▸ **DO THIS**: Every record must appear in your copy exactly as written, with no pictures.

___

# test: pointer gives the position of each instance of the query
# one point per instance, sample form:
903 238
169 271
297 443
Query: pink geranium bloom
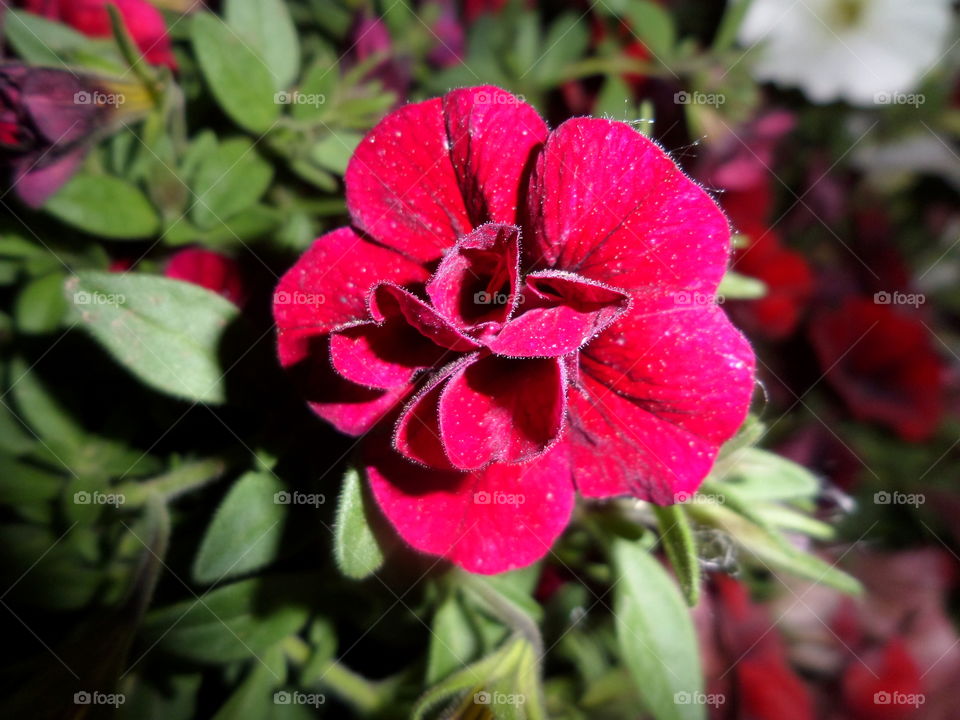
515 314
143 21
211 270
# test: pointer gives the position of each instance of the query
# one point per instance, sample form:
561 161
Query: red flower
883 684
144 22
211 270
540 304
883 364
789 282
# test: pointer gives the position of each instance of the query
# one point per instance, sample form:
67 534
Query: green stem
168 486
366 696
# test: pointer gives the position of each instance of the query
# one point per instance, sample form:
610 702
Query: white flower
863 51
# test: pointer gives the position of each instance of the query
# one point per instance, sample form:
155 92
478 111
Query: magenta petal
417 436
607 203
659 394
497 519
477 281
502 410
329 284
401 187
382 355
493 138
388 300
350 408
561 313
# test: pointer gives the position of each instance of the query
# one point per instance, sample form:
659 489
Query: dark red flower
143 21
47 120
540 305
788 279
212 270
883 364
883 684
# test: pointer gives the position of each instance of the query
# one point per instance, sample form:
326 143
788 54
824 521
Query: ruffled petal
328 286
477 281
607 203
659 393
493 138
382 356
562 312
502 410
349 407
401 187
490 521
388 300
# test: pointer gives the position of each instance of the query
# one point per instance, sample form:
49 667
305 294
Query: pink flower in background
516 314
212 270
144 22
883 364
44 132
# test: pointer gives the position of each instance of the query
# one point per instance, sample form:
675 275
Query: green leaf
759 475
254 698
653 26
267 26
227 181
166 332
237 77
356 550
452 640
677 539
656 636
236 622
735 286
106 206
40 305
566 41
245 532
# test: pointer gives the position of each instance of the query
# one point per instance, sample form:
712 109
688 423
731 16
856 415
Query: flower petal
388 300
607 203
417 436
497 519
401 187
477 281
502 410
658 395
329 284
382 355
493 138
349 407
562 312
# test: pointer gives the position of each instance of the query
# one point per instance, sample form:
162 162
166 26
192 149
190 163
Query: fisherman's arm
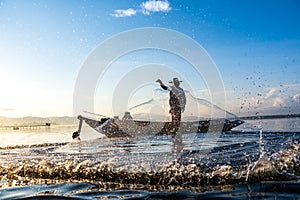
162 85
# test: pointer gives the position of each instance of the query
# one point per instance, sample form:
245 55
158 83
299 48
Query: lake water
260 159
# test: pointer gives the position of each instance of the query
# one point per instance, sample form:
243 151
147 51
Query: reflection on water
230 164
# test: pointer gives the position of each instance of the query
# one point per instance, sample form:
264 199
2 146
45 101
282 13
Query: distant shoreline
270 117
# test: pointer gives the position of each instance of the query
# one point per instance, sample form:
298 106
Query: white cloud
145 8
155 6
124 13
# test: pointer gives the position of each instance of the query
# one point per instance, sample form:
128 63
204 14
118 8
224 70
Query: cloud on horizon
281 100
146 8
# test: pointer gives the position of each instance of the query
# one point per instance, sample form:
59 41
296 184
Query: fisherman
177 101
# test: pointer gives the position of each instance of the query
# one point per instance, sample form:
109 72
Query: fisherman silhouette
177 102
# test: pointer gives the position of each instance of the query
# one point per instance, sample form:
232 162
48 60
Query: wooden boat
127 127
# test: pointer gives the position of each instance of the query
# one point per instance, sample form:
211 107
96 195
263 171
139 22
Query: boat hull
130 128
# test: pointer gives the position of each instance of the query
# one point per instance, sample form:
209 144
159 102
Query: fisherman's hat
175 80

___

▸ **SOLUTION TO THE EXERCISE**:
# test: pointer gives the position of each instance of the query
# one point per instance, sample form:
903 238
169 271
297 443
Query: pink geranium bloom
515 314
143 21
211 270
# test: pointer gives the position of each instance of the query
# one point per instance, sample form:
561 161
Query: red flower
883 684
144 22
211 270
540 304
883 364
789 282
# test: pointer gives the position of each instance of the query
# one point per instance, sample form:
67 534
Query: green stem
168 486
366 696
# test: pointer gives the position of each instance of the query
# one point per instance, sample form:
610 702
Query: white flower
863 51
# test: pointer gives the position of each instance of the query
# one point per instance, sample form:
155 92
478 111
Query: magenta petal
417 436
607 203
659 394
497 519
477 281
502 410
329 284
401 187
382 355
493 138
388 300
350 408
561 313
# test: pointer gives the position of each instance of the query
# one point per instance, sample form:
659 489
Query: dark red flower
143 21
47 120
540 305
788 279
212 270
883 364
883 684
# test: pointer gives the position of each instance of the query
# one point per instance, sample form:
326 143
788 54
824 521
Query: ruffled petal
328 286
477 281
607 203
659 393
493 138
382 356
562 312
502 410
349 407
401 187
490 521
388 300
# test: pointer gives the position of each instance of the query
# one point per instance, sample form:
49 667
305 294
Query: pink flower in background
516 314
212 270
144 22
883 364
44 132
# test: pointer gives the position of each instance of the query
# one point per instance, sample form:
675 275
Query: green leaf
759 475
254 698
653 26
267 26
227 181
166 332
237 77
356 550
452 640
677 539
656 636
236 622
735 286
106 206
40 305
566 41
245 532
# test: pointer gives the position of each instance of the query
# one point per instance, sample form:
712 109
688 423
731 16
856 415
Query: flower petal
388 300
607 203
417 436
497 519
401 187
477 281
502 410
658 395
329 284
382 355
493 138
349 407
562 312
# test: pointer gives the position of each instance of the query
# one point per instance, sample form:
162 162
166 26
192 149
190 163
Query: fisherman's arm
162 85
# test: pointer gives the position of each instance of the query
# one point per instance, sample form:
245 55
158 83
299 48
Query: lake water
260 159
# test: pointer gives the position of each instance of the query
# one point per instance, sample form:
243 151
147 51
Query: reflection on water
230 164
# test: pointer gives the position of each instance of the query
# one point per instance, sample form:
264 199
2 146
45 101
282 13
Query: distant shoreline
270 117
# test: pointer gives the position of each instance of the query
# one point per instance, sample form:
298 106
Query: white cloud
145 8
155 6
124 13
# test: pointer gives the position of each instance of the query
# one point per instance, sample form:
128 63
204 14
118 8
224 70
Query: cloud on horizon
281 100
146 8
# test: pointer gives the position of each instance of the query
# one point per instance, sample form:
59 41
296 184
Query: fisherman
177 101
# test: pointer gives the position of each instance of the query
# one point per instance, sample form:
109 72
Query: fisherman silhouette
177 102
# test: pointer gives the position of each instance of the query
# one point per instance, sample form:
232 162
48 60
Query: wooden boat
127 127
# test: pointer gives the position of each instance of the query
# one point per instance, sample form:
211 107
96 195
263 171
139 22
Query: boat hull
130 128
# test: pointer gives the position of each instance of the query
# one point per instance, sample form:
209 144
159 102
Query: fisherman's hat
175 80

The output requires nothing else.